::: Exercise data :::
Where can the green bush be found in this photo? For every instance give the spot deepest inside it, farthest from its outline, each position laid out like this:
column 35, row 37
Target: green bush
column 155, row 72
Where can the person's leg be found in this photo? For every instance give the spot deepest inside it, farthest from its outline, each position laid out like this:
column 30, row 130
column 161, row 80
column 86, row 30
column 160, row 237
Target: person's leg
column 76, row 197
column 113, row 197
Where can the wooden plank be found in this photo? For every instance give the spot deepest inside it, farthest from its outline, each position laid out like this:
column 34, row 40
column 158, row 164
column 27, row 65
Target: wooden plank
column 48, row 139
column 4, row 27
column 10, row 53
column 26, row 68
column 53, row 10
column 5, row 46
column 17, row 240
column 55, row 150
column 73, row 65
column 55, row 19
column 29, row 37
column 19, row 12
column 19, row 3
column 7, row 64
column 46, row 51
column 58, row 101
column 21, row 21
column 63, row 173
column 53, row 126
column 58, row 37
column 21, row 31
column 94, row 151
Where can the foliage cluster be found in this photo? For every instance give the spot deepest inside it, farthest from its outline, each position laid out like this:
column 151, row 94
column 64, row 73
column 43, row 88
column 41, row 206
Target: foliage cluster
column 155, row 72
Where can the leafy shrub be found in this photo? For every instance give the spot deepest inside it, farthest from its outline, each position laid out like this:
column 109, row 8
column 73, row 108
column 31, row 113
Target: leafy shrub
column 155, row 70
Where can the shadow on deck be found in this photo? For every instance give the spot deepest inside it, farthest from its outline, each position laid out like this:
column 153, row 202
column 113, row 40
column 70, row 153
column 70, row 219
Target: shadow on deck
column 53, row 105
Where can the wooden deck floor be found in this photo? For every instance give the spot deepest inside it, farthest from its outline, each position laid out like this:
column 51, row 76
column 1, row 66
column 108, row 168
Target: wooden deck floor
:::
- **Problem**:
Rewrite all of the rows above, changing each "Target" to "Label" and leaving everything else untouched.

- **Task answer**:
Where can the green bush be found in this photo? For every instance give the spot deepest inside it, farthest from its outline, each position laid out like this:
column 35, row 37
Label: green bush
column 155, row 72
Where can the person's leg be found in this photo? For every instance give the spot deepest inside it, farthest from its outline, each position laid out like this:
column 30, row 130
column 161, row 80
column 86, row 30
column 160, row 237
Label: person's leg
column 76, row 197
column 113, row 197
Where can the wooden plank be found in this photo? For every instance give the spot deepest inside it, farthest from its outline, each position laid out like this:
column 34, row 40
column 158, row 164
column 27, row 65
Label: wooden plank
column 48, row 139
column 4, row 27
column 10, row 53
column 26, row 68
column 53, row 10
column 5, row 46
column 17, row 240
column 55, row 150
column 73, row 65
column 55, row 19
column 29, row 37
column 19, row 12
column 19, row 3
column 7, row 64
column 46, row 51
column 58, row 101
column 21, row 21
column 63, row 173
column 53, row 126
column 58, row 37
column 21, row 31
column 94, row 151
Where can the foliage cluster be found in this photo? For every instance give the spot deepest inside it, farthest from its outline, each position laid out like this:
column 151, row 94
column 64, row 73
column 43, row 88
column 41, row 206
Label: foliage cluster
column 155, row 72
Where can the leafy shrub be found in this photo? For every instance give the spot deepest inside it, farthest from its outline, each position laid out like this:
column 109, row 8
column 73, row 108
column 31, row 113
Label: leafy shrub
column 155, row 70
Where can the shadow on deck be found in this photo? For every instance give the spot deepest inside it, farthest from its outline, each position laid out like this:
column 153, row 202
column 113, row 40
column 70, row 153
column 70, row 219
Label: shadow on deck
column 53, row 105
Where can the wooden deck floor be found in this photo? For every instance give the spot deepest inside it, farthest from its outline, each position laid out like this:
column 51, row 76
column 1, row 66
column 108, row 168
Label: wooden deck floor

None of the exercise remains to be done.